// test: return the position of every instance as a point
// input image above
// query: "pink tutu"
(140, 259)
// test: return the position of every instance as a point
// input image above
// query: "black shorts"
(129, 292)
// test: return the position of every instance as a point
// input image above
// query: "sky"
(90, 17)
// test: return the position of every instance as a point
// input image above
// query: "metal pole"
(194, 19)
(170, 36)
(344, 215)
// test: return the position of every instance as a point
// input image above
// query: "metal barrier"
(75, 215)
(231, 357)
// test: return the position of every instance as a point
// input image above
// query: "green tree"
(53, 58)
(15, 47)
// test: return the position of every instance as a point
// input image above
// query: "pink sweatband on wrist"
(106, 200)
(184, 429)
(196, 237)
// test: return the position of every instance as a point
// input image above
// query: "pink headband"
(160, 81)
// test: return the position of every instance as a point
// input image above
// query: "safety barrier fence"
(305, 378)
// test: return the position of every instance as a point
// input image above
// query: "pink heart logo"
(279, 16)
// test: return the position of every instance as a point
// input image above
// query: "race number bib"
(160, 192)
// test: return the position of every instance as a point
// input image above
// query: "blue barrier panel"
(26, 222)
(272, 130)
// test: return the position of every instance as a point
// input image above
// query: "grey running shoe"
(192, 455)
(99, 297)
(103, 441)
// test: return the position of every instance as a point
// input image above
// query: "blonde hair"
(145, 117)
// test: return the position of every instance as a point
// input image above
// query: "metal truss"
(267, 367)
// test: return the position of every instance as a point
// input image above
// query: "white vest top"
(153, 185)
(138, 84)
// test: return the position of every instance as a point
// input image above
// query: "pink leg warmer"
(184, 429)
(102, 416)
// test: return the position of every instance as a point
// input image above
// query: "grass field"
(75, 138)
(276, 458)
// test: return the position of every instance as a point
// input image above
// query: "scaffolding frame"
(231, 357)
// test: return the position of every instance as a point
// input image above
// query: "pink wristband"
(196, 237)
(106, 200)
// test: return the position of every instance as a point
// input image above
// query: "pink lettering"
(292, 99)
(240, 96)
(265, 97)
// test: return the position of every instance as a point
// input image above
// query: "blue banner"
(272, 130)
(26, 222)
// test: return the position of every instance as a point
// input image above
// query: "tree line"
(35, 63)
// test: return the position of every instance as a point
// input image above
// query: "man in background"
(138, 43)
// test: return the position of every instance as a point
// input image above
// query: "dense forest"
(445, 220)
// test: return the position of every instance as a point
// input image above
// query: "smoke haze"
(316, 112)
□ □ □ □
Give an exact repetition of all the material.

WRITTEN RESPONSE =>
// test: return the position of every instance as a point
// input image above
// query: "pink tutu"
(140, 259)
// test: return the position of every instance as a point
// input image above
// query: "black shorts"
(129, 292)
// test: return the position of every instance as a point
// input image above
// query: "sky"
(90, 17)
// test: return the position of every instance as a point
// input image above
// query: "metal pole"
(194, 19)
(170, 36)
(344, 215)
// test: return the position of every instance as a point
// input image above
// query: "metal barrier"
(75, 215)
(231, 357)
// test: return the position of every instance as a point
// input image above
// query: "green tree"
(53, 58)
(15, 47)
// test: return the position of every instance as a point
// input image above
// query: "pink sweatband on wrist"
(106, 200)
(184, 429)
(196, 237)
// test: return the position of every instance as a point
// input image above
// query: "pink headband"
(160, 81)
// test: return the position of every instance as a point
// input image above
// query: "safety barrier fence"
(305, 378)
// test: return the position of every instance as a point
// input image above
// query: "pink heart logo"
(279, 16)
// test: return the position of every instance as a point
// input image above
// query: "race number bib"
(160, 192)
// test: return the position of every instance as a point
// input image above
// query: "blue barrier panel"
(26, 222)
(272, 130)
// test: return the position of every instance as a point
// input image above
// query: "grey running shoe"
(192, 455)
(99, 297)
(103, 441)
// test: return the position of every instance as a point
// input image above
// query: "blonde hair"
(145, 117)
// test: return the position of every instance as a point
// input image above
// query: "metal truss"
(267, 367)
// test: return the position of every instance as a point
// input image above
// query: "white vest top"
(153, 185)
(138, 84)
// test: return the position of every instance as a point
// input image above
// query: "pink leg warmer"
(184, 429)
(102, 416)
// test: return the position of every instance as a point
// input image above
// query: "grass field"
(75, 138)
(276, 458)
// test: return the position of every instance as a point
// input image above
// query: "scaffolding frame"
(231, 357)
// test: return the position of every instance as a point
// input image above
// query: "pink wristband"
(196, 237)
(106, 200)
// test: return the position of every instance as a point
// input image above
// query: "pink lettering"
(292, 99)
(240, 96)
(265, 97)
// test: return the position of every instance as a point
// input image above
// query: "blue banner"
(272, 130)
(26, 222)
// test: return the position of every instance as a point
// input image above
// query: "tree line"
(35, 63)
// test: return the position of every instance as a point
// input image above
// query: "man in background"
(138, 43)
// test: return the position of every instance as a point
// input image above
// query: "dense forest"
(445, 220)
// test: return the position of every instance as a point
// input image above
// query: "smoke haze"
(316, 112)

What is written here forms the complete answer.